■ TEXT UNDER STUDY ■
Non-invasive corrosion diagnosis of reinforced concrete structures: A sensitivity analysis using a multi-channel resistivity approach
Résumé
Non-Destructive Electrical Methods (NDEM) using a four-electrode configuration are being developed for the corrosion monitoring of reinforced structures without altering their integrity [1]. Indeed, unlike conventional techniques based on a three-electrode configuration that requires a connection to the rebar, the measurement is performed directly on the concrete surface: two probes A and B inject a direct current while two other probes Mn and Nn measure an induced potential difference. However, despite the practical relevance of NDEM, their use is still at the margin. To promote such To promote such techniques, whose measured apparent resistivity ρapp depends on both concrete resistivity and corrosion rate, a better definition of their sensitivity domain is required, along with a detailed sensitivity analysis to concrete and rebar properties.
This work reports a methodology designed to characterize the sensitivity domain for resolute corrosion rate determination from ρapp measurements using five Wenner-Schlumberger-Reciprocal (WSR) configuration (Figure 1). Specifically, in this work, models were computed to establish the sensitivity domain of the novel CorImager®- device developed by IRIS Instruments. The extensive modeling of synthetic data – considering several corrosion current densities jcorr, concrete resistivity ρc, effective depth ceff and rebar diameter Φ – provided abacus showing three distinct regions: two regions for extreme jcorr values in which ρapp is almost constant, and one region for intermediate jcorr values in which ρapp significantly decreases with increasing jcorr (Figure 2a). The latter region, defined as the sensitivity domain, depends on ρc, ceff, Φ, and the geometry of the chosen observation channel (Figure 2b). Within this domain, the amplitude of the sensitivity increases with the decrease in ceff or the increase in Φ, while increasing ρC by one order of magnitude shifts the domain of jcorr by one order of magnitude to lower values.

■ MATERIAL SUPPLIED ■

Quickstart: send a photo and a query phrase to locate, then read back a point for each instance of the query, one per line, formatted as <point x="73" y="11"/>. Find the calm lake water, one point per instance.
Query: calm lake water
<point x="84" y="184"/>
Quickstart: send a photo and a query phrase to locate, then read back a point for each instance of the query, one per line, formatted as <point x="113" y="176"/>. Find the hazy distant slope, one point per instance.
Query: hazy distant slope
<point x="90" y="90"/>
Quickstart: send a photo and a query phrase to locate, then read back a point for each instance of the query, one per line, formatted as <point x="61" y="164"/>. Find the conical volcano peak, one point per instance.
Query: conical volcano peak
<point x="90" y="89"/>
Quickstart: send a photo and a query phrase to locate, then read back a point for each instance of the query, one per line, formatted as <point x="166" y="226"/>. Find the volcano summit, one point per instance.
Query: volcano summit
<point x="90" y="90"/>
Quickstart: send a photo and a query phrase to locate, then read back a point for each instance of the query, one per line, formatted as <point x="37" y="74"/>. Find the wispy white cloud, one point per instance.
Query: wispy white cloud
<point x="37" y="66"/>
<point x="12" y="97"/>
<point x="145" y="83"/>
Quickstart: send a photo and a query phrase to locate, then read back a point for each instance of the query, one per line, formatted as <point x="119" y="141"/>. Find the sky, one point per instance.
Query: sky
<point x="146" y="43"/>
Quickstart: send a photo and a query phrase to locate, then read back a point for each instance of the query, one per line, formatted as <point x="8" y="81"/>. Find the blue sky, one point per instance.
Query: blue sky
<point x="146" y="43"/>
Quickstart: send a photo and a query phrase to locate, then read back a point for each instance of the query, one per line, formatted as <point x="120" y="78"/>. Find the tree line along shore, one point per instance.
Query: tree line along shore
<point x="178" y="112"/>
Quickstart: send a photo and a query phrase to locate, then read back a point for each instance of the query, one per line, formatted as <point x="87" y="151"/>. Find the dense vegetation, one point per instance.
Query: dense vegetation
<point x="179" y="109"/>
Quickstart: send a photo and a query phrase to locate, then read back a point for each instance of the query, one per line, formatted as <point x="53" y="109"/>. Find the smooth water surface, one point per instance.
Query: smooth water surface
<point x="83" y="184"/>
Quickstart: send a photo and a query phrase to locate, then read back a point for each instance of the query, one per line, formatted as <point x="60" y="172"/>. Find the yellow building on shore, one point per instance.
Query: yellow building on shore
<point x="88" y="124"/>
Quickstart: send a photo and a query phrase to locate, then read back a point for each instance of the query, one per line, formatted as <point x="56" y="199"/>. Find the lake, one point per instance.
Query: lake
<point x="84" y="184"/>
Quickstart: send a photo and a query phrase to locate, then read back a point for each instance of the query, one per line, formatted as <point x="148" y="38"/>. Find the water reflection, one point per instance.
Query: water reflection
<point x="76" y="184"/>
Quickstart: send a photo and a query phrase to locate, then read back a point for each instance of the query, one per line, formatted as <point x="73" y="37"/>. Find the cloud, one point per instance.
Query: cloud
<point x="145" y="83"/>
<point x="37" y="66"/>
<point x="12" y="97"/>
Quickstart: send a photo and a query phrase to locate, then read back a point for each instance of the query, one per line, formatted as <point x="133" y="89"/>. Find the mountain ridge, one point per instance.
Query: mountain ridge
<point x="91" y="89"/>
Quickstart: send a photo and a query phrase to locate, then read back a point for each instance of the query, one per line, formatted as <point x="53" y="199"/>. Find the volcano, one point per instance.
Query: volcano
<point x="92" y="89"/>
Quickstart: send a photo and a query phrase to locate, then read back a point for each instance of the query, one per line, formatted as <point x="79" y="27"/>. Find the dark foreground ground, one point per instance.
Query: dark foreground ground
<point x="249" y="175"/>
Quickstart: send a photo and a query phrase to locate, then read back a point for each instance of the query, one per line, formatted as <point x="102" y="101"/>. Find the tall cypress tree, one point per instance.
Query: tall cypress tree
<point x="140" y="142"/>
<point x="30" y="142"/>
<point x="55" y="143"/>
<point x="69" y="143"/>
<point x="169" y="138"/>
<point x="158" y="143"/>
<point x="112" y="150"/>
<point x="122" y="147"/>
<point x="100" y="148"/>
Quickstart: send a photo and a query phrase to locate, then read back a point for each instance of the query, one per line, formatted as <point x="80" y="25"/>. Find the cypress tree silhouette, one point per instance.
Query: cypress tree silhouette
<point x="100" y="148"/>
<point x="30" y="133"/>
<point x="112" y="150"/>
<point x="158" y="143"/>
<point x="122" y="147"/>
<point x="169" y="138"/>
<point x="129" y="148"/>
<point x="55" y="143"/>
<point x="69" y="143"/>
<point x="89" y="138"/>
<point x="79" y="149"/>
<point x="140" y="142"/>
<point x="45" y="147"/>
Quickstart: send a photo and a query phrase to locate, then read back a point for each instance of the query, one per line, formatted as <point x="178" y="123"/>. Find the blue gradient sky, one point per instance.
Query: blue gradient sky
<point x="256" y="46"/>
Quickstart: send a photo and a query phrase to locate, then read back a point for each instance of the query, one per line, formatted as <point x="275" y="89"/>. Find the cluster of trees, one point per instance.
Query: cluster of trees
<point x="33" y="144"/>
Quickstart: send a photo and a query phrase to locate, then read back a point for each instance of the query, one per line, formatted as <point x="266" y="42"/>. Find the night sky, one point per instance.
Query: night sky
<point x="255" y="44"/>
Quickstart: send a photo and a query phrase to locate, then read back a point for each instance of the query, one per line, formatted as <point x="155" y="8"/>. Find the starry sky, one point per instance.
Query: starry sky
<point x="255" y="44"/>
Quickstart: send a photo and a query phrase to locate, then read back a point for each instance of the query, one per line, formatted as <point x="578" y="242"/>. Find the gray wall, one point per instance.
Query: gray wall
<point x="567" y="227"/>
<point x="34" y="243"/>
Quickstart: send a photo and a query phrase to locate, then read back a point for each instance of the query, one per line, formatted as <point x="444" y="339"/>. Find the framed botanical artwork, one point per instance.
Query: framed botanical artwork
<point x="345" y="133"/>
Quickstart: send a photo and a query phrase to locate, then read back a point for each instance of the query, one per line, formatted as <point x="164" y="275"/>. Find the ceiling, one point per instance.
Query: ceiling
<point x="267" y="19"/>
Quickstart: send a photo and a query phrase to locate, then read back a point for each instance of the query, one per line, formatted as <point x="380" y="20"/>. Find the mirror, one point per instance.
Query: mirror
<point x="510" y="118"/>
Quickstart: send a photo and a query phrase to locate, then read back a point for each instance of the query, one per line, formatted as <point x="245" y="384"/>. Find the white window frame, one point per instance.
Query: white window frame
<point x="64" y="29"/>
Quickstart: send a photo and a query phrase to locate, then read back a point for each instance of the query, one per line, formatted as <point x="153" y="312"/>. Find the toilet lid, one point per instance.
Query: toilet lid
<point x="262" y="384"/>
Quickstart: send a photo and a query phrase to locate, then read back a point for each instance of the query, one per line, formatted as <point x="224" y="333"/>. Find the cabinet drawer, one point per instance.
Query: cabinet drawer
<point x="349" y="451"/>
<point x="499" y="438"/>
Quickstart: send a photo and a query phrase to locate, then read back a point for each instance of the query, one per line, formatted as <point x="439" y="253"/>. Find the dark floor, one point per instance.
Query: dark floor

■ TASK DETAILS ■
In the corrosion diagnosis text, what happens to the domain of jcorr when ρc increases by one order of magnitude? Please answer in one sentence.

■ EXERCISE ANSWER ■
The domain of jcorr shifts by one order of magnitude to lower values.